→ Given exercise:
Write out the whole of the material exactly.

→ Record list:
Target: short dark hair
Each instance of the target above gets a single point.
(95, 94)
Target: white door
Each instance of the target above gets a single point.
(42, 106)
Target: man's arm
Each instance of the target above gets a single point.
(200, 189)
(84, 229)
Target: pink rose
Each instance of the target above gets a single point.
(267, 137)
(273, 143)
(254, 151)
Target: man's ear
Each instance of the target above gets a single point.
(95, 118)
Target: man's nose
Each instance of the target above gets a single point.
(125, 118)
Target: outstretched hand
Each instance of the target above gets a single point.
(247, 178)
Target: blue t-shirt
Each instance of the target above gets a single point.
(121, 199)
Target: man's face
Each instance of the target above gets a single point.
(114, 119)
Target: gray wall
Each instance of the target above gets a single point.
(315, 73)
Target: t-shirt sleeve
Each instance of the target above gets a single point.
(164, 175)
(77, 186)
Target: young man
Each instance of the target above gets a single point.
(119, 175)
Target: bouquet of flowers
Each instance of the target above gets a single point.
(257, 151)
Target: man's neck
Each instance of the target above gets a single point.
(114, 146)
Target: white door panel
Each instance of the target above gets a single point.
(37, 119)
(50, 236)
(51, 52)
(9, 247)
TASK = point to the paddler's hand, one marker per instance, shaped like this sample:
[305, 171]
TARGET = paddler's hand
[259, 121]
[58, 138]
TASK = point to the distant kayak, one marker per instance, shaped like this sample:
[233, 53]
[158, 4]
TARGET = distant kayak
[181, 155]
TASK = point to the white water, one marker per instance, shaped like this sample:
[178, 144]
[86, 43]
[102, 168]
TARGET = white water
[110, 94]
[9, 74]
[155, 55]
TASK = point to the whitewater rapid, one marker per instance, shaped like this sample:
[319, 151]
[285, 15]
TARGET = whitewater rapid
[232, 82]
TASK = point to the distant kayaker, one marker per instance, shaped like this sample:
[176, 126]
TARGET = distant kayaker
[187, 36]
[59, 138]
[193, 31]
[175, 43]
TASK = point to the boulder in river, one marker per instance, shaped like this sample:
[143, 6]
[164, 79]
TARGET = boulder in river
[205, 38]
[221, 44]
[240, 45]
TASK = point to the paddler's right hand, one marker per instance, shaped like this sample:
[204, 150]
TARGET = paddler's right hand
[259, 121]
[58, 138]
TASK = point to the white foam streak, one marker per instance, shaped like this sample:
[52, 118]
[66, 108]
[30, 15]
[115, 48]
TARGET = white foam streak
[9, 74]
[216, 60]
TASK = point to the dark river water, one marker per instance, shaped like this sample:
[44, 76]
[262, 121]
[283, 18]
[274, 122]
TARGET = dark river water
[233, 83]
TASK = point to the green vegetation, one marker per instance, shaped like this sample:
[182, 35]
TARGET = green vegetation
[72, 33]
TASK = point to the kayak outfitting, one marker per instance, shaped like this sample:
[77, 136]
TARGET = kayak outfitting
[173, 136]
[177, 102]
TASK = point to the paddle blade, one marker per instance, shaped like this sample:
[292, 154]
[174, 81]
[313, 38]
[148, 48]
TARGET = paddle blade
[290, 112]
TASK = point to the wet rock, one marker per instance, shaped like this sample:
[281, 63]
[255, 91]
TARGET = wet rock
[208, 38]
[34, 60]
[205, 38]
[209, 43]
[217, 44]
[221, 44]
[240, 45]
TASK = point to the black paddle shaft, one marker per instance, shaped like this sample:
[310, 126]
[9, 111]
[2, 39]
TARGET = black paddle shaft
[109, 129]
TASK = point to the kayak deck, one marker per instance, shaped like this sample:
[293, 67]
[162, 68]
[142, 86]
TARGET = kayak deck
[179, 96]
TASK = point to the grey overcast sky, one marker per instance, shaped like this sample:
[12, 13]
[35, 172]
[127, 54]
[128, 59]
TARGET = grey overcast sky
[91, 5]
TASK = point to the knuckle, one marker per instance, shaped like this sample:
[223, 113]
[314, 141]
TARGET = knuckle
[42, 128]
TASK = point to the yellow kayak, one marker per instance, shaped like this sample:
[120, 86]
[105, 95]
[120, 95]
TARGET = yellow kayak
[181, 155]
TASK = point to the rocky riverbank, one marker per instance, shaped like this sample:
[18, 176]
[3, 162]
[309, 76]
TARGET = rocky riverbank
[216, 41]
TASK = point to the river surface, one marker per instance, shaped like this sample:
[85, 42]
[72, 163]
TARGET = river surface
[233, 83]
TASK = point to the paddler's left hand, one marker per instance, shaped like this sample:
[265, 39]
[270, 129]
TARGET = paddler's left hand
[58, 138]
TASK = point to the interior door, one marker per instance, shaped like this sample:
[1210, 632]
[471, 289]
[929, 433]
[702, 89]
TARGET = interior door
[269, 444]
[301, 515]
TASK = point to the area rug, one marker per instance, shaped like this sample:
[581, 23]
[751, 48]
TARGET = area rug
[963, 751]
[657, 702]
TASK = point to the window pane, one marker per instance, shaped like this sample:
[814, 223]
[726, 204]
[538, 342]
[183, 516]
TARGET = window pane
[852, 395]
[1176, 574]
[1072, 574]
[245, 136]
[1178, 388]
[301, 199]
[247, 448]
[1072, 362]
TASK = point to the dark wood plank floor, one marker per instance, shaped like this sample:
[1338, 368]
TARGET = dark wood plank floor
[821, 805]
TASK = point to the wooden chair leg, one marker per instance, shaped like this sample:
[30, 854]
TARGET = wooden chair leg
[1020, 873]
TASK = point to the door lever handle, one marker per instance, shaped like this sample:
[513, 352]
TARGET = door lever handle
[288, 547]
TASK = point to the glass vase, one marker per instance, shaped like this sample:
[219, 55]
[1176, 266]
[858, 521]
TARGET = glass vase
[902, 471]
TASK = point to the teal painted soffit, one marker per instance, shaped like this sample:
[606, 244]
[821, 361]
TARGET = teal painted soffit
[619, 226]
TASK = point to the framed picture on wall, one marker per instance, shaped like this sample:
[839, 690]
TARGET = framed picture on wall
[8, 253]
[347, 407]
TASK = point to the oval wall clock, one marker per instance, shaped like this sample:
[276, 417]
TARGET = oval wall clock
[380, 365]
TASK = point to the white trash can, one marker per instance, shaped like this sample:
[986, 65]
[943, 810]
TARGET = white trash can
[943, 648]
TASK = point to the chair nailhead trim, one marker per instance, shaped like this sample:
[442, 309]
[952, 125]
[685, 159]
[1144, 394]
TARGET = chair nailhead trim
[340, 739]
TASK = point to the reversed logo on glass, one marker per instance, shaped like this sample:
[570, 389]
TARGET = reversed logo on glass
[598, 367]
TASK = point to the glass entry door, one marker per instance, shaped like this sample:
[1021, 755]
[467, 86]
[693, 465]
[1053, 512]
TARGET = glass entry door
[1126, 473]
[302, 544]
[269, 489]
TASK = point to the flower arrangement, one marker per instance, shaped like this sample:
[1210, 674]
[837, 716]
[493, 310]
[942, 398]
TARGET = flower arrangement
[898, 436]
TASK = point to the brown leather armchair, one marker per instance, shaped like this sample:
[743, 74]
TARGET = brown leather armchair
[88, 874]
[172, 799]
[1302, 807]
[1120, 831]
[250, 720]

→ Solution for this problem:
Target: short dark hair
Each instance of the target above gets a single point.
(95, 94)
Target: white door
Each instance of the target above gets a single point.
(42, 106)
Target: man's arm
Each instance of the target above gets a single point.
(200, 189)
(84, 229)
Target: pink rose
Each instance of the target above gets a single point.
(267, 137)
(273, 143)
(254, 151)
Target: man's ear
Each instance of the target above gets a single point.
(95, 118)
Target: man's nose
Each instance of the target above gets a single point.
(125, 118)
Target: outstretched hand
Each instance of the target above gets a single point.
(247, 178)
Target: blue t-shirt
Each instance of the target above gets a single point.
(121, 199)
Target: man's face
Each instance of the target above gets a single point.
(114, 119)
Target: gray wall
Each instance of the target above gets a single point.
(315, 73)
Target: t-shirt sleeve
Each instance of the target above gets a single point.
(164, 175)
(77, 186)
Target: young man
Each instance of the target above gets a single point.
(119, 175)
Target: bouquet of flowers
Each instance of the target above gets a single point.
(257, 151)
Target: man's neck
Each instance of the target above gets a single point.
(114, 146)
Target: white door panel
Each instance of the target above gets a single point.
(37, 119)
(50, 236)
(51, 52)
(9, 247)
TASK = point to the paddler's hand, one marker per instance, shaped like this sample:
[305, 171]
TARGET = paddler's hand
[259, 121]
[58, 138]
TASK = point to the distant kayak, one marker per instance, shaped like this sample:
[233, 53]
[158, 4]
TARGET = distant kayak
[181, 155]
TASK = point to the white water, one marker per instance, shaped like this sample:
[178, 144]
[86, 43]
[102, 168]
TARGET = white water
[110, 94]
[9, 74]
[155, 55]
TASK = point to the whitewater rapid, one marker per instance, shaped like this sample:
[319, 151]
[285, 15]
TARGET = whitewater rapid
[232, 82]
TASK = point to the distant kayaker, one marker per instance, shaped like this sample:
[176, 126]
TARGET = distant kayaker
[187, 36]
[59, 138]
[193, 31]
[175, 43]
TASK = point to the boulder in river, one marker per instance, shaped like this sample:
[143, 6]
[164, 79]
TARGET = boulder in river
[205, 38]
[221, 44]
[240, 45]
TASK = point to the paddler's right hand, one marker per instance, shaped like this sample:
[204, 150]
TARGET = paddler's right hand
[259, 121]
[58, 138]
TASK = point to the white foam streak, one marker per instance, shaped like this sample:
[52, 118]
[66, 108]
[30, 15]
[115, 48]
TARGET = white foam streak
[9, 74]
[216, 60]
TASK = point to the dark river water, one marker per instance, shaped like this sample:
[44, 76]
[262, 121]
[283, 18]
[274, 122]
TARGET = dark river water
[233, 83]
TASK = point to the green vegetation, one marker per instance, shaped like this sample:
[182, 35]
TARGET = green vegetation
[72, 33]
TASK = point to the kayak outfitting, one marker per instance, shaped like this sample:
[77, 136]
TARGET = kayak outfitting
[173, 136]
[177, 102]
TASK = point to the paddle blade, one marker per instance, shaped like this sample:
[292, 154]
[174, 81]
[313, 38]
[148, 48]
TARGET = paddle blade
[290, 112]
TASK = point to the wet rock, one marker per instance, shaped like this sample:
[281, 63]
[255, 91]
TARGET = wet rock
[208, 38]
[34, 60]
[205, 38]
[209, 43]
[217, 44]
[221, 44]
[240, 45]
TASK = point to the black paddle shaft, one marker per instance, shaped like this sample:
[310, 126]
[9, 111]
[2, 39]
TARGET = black paddle shaft
[109, 129]
TASK = point to the kayak deck, one marker per instance, shaped like this sample:
[293, 67]
[162, 68]
[142, 86]
TARGET = kayak deck
[179, 96]
TASK = point to the grey overcast sky, one marker per instance, shaped like this sample:
[12, 13]
[35, 172]
[127, 54]
[128, 59]
TARGET = grey overcast sky
[91, 5]
TASK = point to the knuckle, one marker per instance, shaped like this sample:
[223, 113]
[314, 141]
TARGET = knuckle
[42, 128]
TASK = point to the yellow kayak, one marker per instance, shaped like this sample:
[120, 86]
[105, 95]
[120, 95]
TARGET = yellow kayak
[181, 155]
TASK = point to the rocky riverbank, one marker per instance, shaped like this sample:
[18, 176]
[3, 162]
[309, 76]
TARGET = rocky riverbank
[216, 41]
TASK = point to the river surface, one marker per instance, shaped like this sample:
[85, 42]
[72, 163]
TARGET = river surface
[233, 83]
TASK = point to the paddler's left hand, one marker per instance, shaped like this sample:
[265, 39]
[270, 129]
TARGET = paddler's left hand
[58, 138]
TASK = point to the interior door, one marker per instance, shaped like this sample:
[1210, 632]
[471, 289]
[929, 433]
[702, 89]
TARGET = interior door
[269, 444]
[301, 515]
TASK = point to the area rug, one marker per instance, shaped like this sample:
[581, 23]
[751, 48]
TARGET = area rug
[963, 751]
[657, 702]
TASK = point to the window pane, one marker per instance, shaped like this sample:
[814, 223]
[726, 204]
[538, 342]
[183, 516]
TARGET = window pane
[852, 395]
[1176, 574]
[1072, 574]
[245, 136]
[1178, 388]
[301, 199]
[247, 448]
[1072, 362]
TASK = point to the dark wood plank floor, one marker per instance, shaped like this sample:
[1338, 368]
TARGET = dark wood plank floor
[821, 805]
TASK = point to the wooden chair leg, one marker per instance, shaped like this sample:
[30, 854]
TARGET = wooden chair leg
[1020, 873]
TASK = point to the door lever handle, one marker per instance, shaped like this sample:
[513, 352]
TARGET = door lever handle
[288, 547]
TASK = point to the glass vase, one marker per instance, shaped like this sample:
[219, 55]
[1176, 266]
[858, 521]
TARGET = glass vase
[902, 471]
TASK = point to the teal painted soffit, one marker per instance, shaped like this sample:
[606, 244]
[821, 361]
TARGET = teal painted soffit
[619, 226]
TASK = point to the framed picture on wall, one marker per instance, shaped like this sample:
[839, 690]
TARGET = framed picture on wall
[8, 253]
[347, 407]
TASK = point to the oval wall clock, one marker per instance, shaped like this sample:
[276, 417]
TARGET = oval wall clock
[380, 365]
TASK = point to the white trash can, one marker per instance, shaped like this sample:
[986, 65]
[943, 810]
TARGET = white trash can
[943, 648]
TASK = point to the chair nailhead trim, one marker per instance, shaped like this sample:
[442, 309]
[952, 125]
[685, 159]
[1144, 394]
TARGET = chair nailhead trim
[340, 739]
TASK = point to the reversed logo on glass, one marker per instance, shaped like this sample:
[570, 389]
TARGET = reversed logo on glass
[598, 367]
TASK = point to the glass entry door, one marker per instance, shaped like this sample:
[1021, 755]
[467, 86]
[693, 465]
[1053, 512]
TARGET = glass entry door
[1126, 473]
[302, 544]
[269, 489]
TASK = point to the flower arrangement, one marker per instance, shaped like this sample:
[1210, 674]
[837, 716]
[493, 310]
[942, 398]
TARGET = flower arrangement
[898, 436]
TASK = point to the brown leather armchair, one marker per instance, shaped like this sample:
[743, 74]
TARGET = brown leather armchair
[88, 874]
[172, 799]
[1302, 807]
[1120, 831]
[250, 720]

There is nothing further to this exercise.